BEGIN Provided records
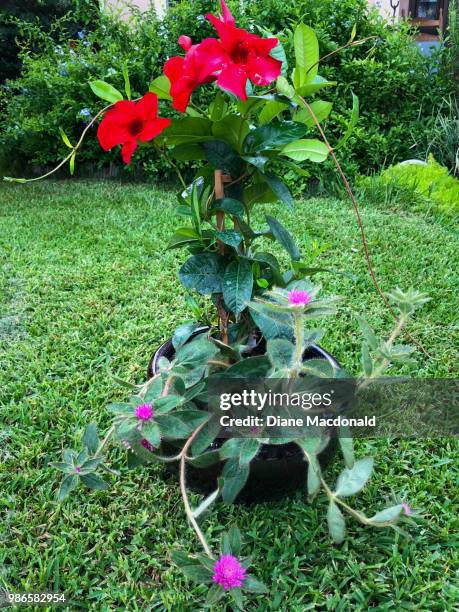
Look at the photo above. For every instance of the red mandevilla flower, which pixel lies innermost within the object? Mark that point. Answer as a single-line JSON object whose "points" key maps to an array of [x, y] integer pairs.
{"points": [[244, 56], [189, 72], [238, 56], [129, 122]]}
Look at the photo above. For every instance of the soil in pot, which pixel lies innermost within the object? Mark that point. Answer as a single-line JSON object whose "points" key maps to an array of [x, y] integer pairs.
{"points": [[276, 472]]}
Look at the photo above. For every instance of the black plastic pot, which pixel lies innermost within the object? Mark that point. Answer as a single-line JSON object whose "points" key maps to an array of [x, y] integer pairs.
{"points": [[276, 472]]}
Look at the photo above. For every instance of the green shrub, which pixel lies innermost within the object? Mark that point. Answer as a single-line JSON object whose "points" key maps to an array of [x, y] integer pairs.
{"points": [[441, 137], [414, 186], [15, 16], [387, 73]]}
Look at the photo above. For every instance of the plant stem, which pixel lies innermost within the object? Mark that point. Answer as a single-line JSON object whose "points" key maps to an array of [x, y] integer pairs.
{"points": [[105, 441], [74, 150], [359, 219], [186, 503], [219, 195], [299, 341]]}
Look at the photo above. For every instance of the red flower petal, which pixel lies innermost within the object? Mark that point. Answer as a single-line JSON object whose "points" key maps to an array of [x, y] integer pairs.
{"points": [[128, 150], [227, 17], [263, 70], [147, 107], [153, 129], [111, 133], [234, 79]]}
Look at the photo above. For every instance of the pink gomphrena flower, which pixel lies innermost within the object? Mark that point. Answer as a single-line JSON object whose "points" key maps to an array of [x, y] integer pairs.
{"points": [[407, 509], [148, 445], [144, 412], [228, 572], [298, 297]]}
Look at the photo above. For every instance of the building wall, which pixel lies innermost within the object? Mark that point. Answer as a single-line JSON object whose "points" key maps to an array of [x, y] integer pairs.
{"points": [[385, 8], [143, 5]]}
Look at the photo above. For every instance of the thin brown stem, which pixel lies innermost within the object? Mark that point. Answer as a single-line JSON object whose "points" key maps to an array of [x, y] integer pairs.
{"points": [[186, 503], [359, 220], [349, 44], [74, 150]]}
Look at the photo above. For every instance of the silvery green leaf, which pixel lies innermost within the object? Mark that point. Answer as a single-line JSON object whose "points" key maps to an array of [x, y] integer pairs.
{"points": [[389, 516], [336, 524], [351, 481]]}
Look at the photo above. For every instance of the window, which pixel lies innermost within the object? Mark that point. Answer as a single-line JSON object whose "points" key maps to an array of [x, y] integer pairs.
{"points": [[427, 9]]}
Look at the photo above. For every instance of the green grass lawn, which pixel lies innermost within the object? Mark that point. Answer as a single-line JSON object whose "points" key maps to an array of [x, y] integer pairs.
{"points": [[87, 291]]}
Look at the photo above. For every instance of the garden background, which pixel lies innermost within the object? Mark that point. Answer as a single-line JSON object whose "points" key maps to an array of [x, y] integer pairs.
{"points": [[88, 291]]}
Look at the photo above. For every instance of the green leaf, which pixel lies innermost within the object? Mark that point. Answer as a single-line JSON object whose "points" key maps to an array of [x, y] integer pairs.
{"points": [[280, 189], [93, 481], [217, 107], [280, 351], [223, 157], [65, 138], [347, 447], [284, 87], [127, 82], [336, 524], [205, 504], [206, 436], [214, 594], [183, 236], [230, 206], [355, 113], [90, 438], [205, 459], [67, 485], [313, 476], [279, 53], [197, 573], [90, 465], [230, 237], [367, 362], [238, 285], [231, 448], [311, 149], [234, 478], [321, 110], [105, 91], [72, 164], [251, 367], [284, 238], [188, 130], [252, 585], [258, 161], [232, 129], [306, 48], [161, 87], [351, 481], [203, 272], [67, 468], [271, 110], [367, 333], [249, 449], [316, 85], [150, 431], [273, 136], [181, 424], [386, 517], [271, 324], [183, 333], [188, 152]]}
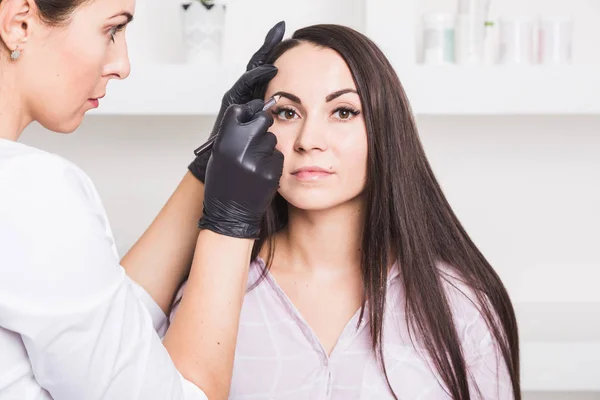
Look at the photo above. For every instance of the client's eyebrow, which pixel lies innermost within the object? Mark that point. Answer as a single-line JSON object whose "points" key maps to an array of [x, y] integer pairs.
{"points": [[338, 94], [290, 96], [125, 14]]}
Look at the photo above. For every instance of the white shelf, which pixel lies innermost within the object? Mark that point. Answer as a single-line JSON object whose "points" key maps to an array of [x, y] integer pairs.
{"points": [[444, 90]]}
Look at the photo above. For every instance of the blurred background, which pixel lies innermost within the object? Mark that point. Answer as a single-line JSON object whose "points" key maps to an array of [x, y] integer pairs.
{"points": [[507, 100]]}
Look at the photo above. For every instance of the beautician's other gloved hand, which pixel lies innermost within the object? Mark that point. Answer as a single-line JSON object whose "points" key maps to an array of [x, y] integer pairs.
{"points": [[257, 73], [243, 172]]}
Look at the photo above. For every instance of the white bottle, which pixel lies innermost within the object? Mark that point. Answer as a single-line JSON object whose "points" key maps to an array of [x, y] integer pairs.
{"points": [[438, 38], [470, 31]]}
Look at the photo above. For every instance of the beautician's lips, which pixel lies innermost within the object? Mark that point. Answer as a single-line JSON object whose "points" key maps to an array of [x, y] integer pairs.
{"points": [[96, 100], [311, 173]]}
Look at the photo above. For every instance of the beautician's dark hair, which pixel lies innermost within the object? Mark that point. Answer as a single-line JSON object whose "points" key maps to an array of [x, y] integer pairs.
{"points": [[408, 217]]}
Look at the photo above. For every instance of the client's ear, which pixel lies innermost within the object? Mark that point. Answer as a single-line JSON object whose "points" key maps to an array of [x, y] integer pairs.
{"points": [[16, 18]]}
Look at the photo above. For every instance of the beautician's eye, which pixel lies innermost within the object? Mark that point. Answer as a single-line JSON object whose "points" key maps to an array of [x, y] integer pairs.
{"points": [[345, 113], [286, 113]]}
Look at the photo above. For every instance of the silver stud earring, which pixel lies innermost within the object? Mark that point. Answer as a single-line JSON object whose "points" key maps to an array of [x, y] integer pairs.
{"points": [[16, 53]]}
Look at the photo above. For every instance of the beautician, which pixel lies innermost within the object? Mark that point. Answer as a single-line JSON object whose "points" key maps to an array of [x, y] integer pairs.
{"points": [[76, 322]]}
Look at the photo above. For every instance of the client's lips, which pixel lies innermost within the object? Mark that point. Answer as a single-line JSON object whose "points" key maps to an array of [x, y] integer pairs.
END Provided records
_Task goal_.
All that is needed is the line containing "the silver stud" and each line after it to the end of the data above, set down exactly.

_Solution for this exercise_.
Look at the photo above. For every instance of the silver stud earring, which pixel lies innermost within the object? Mark that point. Answer as a single-line JSON object whose "points" key maps to an array of [x, y] integer pairs.
{"points": [[16, 53]]}
Look at the photo above. For every instance of the beautician, which pixel lies innermost within the object? Mark that point. Answer as a single-line JSON object whose "points" key maps to an array of [x, y] integer pairs.
{"points": [[76, 322]]}
Look at the photo above. For every instance of the client's lips, which pixel lies innermost within the object? Mark that point. Answer as a single-line JSON object whose "points" key maps to an array of [x, y] integer pairs.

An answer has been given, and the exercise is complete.